*Фрагмент*.

22 октября исполняется 65 лет со дня рождения Бориса Олийныка. Это выдающийся украинский поэт и публицист, известный общественный и политический деятель, академик Национальной Академии Наук Украины, бессменный глава Украинского фонда культуры, лауреат Государственной премии СССР и Национальной премии Украины имени Тараса Шевченко, один из самых уважаемых авторов и друзей нашей газеты, где регулярно печатаются его новые произведения последних лет.
Дата эта, возможно, и не круглая, но в наше сложное, насыщенное тревогами и борьбой время, каждый прожитый год можно считать достаточным основанием для самого существенного уточнения оценок и переоценок происходящего, для понимания и видения людей, проверки их в испытаниях. Поэтому и 65-летие со дня рождения давно известного и уважаемого в российском обществе человека — прекрасный повод и жизненный рубеж для того, чтобы, отвечая на пожелания читателей, рассказать о нашем соратнике и друге. Предлагаем статью о нем, принадлежащую перу нашего также постоянного автора, киевского журналиста Евгения Лукьяненко, а к герою этого очерка обращаемся со словами почтения и любви:
Дорогой наш Борис Ильич! Спасибо за Ваш могучий талант, за крепкую, надежную руку в лихие часы истории, за неизбывную верность всему, что веками роднит Украину с Россией, за Ваше пожизненное служение славянскому слову и нашему братству.
Многая Вам лета. Ваше здоровье!
Редакция газеты “ЗАВТРА”

*Извлечённые данные*.
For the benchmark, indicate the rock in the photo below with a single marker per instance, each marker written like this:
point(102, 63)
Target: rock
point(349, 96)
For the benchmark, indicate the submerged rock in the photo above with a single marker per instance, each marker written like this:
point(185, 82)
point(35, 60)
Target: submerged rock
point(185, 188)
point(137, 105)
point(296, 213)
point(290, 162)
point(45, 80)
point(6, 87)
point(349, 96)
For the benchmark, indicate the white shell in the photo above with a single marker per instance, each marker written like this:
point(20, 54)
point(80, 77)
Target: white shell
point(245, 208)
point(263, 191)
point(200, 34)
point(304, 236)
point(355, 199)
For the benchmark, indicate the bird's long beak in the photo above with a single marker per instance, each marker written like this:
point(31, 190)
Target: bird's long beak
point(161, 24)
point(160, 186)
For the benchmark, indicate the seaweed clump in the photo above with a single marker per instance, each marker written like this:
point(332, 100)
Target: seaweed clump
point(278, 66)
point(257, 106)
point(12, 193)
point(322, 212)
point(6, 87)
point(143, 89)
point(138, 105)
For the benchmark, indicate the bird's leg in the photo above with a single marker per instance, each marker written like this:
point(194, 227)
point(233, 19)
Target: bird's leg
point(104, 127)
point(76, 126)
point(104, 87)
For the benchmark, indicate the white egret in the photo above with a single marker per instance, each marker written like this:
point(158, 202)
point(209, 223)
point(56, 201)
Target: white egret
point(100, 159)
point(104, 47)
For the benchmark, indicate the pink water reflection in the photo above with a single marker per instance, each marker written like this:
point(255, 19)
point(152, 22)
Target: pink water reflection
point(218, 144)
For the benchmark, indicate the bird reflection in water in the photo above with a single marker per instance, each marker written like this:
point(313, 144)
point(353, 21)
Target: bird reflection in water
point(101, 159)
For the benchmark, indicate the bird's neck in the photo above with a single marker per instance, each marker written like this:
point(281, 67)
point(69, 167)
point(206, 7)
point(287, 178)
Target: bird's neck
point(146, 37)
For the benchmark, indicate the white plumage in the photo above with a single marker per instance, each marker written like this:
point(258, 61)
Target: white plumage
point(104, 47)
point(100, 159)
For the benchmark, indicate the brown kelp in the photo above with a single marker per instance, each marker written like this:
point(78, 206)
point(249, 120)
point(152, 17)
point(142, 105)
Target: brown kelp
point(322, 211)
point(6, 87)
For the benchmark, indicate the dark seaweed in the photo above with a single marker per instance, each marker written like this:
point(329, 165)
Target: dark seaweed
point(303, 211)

*Задачи*.
A. Воспроизведите отрывок из фрагмента о юбилее Бориса Олийныка от слов «22 октября исполняется» до слов «произведения последних лет.» включительно.
B. Оформите строки записей от их начала до строки с «point(355, 199)» включительно как таблицу Markdown с колонками «Номер» и «Строка», пропустив пустые строки.

*Ответы*.
A.
22 октября исполняется 65 лет со дня рождения Бориса Олийныка. Это выдающийся украинский поэт и публицист, известный общественный и политический деятель, академик Национальной Академии Наук Украины, бессменный глава Украинского фонда культуры, лауреат Государственной премии СССР и Национальной премии Украины имени Тараса Шевченко, один из самых уважаемых авторов и друзей нашей газеты, где регулярно печатаются его новые произведения последних лет.

B.
| Номер | Строка |
|---|---|
| 1 | For the benchmark, indicate the rock in the photo below with a single marker per instance, each marker written like this: |
| 2 | point(102, 63) |
| 3 | Target: rock |
| 4 | point(349, 96) |
| 5 | For the benchmark, indicate the submerged rock in the photo above with a single marker per instance, each marker written like this: |
| 6 | point(185, 82) |
| 7 | point(35, 60) |
| 8 | Target: submerged rock |
| 9 | point(185, 188) |
| 10 | point(137, 105) |
| 11 | point(296, 213) |
| 12 | point(290, 162) |
| 13 | point(45, 80) |
| 14 | point(6, 87) |
| 15 | point(349, 96) |
| 16 | For the benchmark, indicate the white shell in the photo above with a single marker per instance, each marker written like this: |
| 17 | point(20, 54) |
| 18 | point(80, 77) |
| 19 | Target: white shell |
| 20 | point(245, 208) |
| 21 | point(263, 191) |
| 22 | point(200, 34) |
| 23 | point(304, 236) |
| 24 | point(355, 199) |